## Challenge
Rewrite the entries below, swapping "innermost" for "most central" every time it appears and leaving everything else unchanged.

## Listing
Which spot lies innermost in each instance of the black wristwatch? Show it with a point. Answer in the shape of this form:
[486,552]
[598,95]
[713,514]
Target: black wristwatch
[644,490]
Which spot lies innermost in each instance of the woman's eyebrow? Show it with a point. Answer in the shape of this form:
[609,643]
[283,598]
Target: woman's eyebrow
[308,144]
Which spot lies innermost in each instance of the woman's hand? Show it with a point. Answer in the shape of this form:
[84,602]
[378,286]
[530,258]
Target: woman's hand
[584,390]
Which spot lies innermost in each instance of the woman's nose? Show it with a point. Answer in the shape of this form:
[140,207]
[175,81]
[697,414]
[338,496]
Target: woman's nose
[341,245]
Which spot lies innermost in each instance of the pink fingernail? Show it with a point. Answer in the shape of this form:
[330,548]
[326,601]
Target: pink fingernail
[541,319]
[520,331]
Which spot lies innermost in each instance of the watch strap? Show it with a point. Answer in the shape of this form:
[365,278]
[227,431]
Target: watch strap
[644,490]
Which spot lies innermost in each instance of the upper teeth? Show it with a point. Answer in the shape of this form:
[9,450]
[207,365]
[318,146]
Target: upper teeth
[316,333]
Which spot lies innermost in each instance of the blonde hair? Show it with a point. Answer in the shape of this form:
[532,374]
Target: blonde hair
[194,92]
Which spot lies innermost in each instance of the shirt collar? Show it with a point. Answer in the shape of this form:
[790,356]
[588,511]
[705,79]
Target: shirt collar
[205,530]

## Response to the task
Which spot lies most central in each instance of the black wristwatch? Show it with a point. Answer in the shape of this form:
[486,552]
[598,95]
[713,514]
Target: black wristwatch
[644,490]
Which spot lies most central in each instance of the woman's eyebrow? Show it with a point. Answer in the shape of this form:
[609,643]
[283,598]
Target: woman's eyebrow
[308,144]
Which spot lies most central in each instance of the woman's hand? Show it with a point. Answer in the shape of this form:
[84,602]
[378,286]
[530,258]
Target: woman's hand
[584,390]
Which spot lies most central in each instance of the woman's nose? Show it with a point. Answer in the shape of this form:
[140,207]
[175,81]
[697,414]
[338,496]
Target: woman's nose
[341,245]
Which spot lies most central in each instance of the pink fingernail? Show it with a point. Answer in the shape of this form:
[330,548]
[326,601]
Target: pink fingernail
[541,319]
[520,331]
Which spot lies most central in each instance of the watch strap? Show it with a point. Answer in the shape of this form:
[365,278]
[227,431]
Target: watch strap
[644,490]
Which spot lies most central in each instance of the upper teeth? Show it with a point. Answer in the shape of this form:
[9,450]
[207,365]
[318,146]
Target: upper teeth
[316,333]
Which spot lies most central in each instance of the blonde hair? Show it with a point. Answer in the shape of this form:
[532,374]
Target: blonde hair
[194,92]
Which spot lies most central in each instance of the shirt collar? Show it with a point. Answer in the shape of this form:
[790,356]
[588,511]
[705,79]
Target: shirt collar
[205,530]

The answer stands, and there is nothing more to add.